[Entries from a pointing listing]
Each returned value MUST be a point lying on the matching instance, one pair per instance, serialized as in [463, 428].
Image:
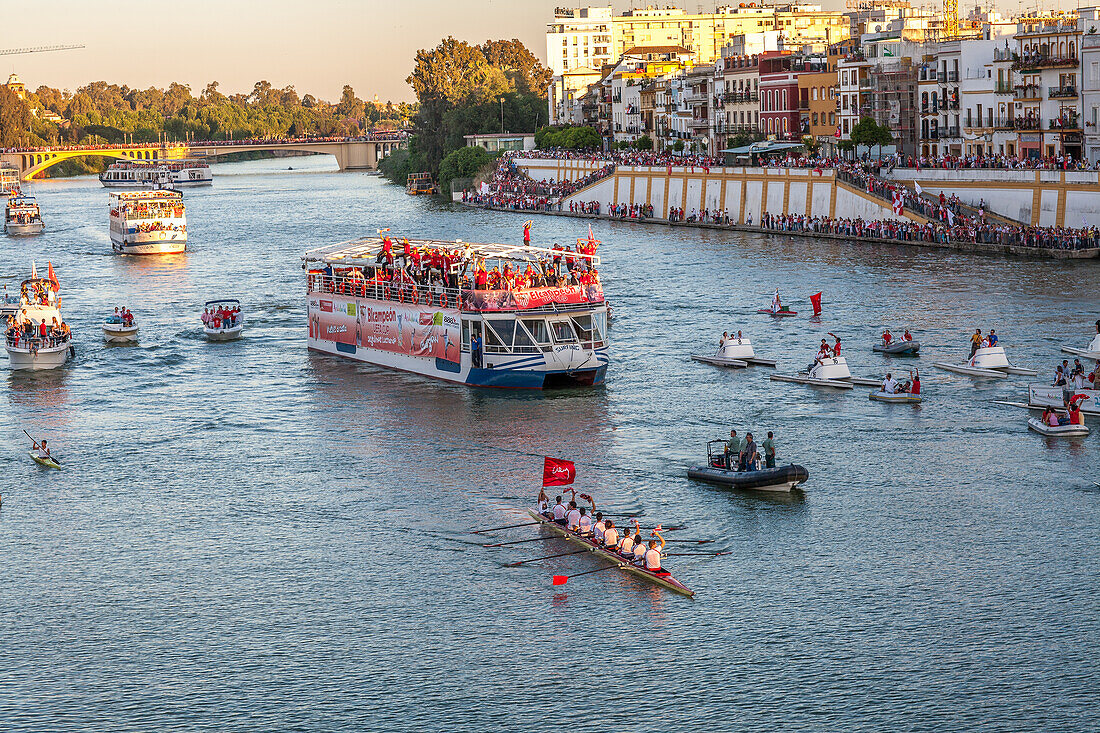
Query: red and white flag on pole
[816, 302]
[558, 472]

* [TASK INSTRUCTIONS]:
Please turn every line of the listing above into a Markdown table with the columns "Row" and "Text", skipping blank lines and leaving out the picture.

* [OUTPUT FOR THIS TASK]:
| Row | Text |
|---|---|
| 1 | Each returned value MUST be a point lying on the matching instance, one pair per instance, serialized as in [463, 428]. |
| 2 | Image: |
| 3 | Query: red and white flag on pole |
| 4 | [816, 302] |
| 5 | [558, 472] |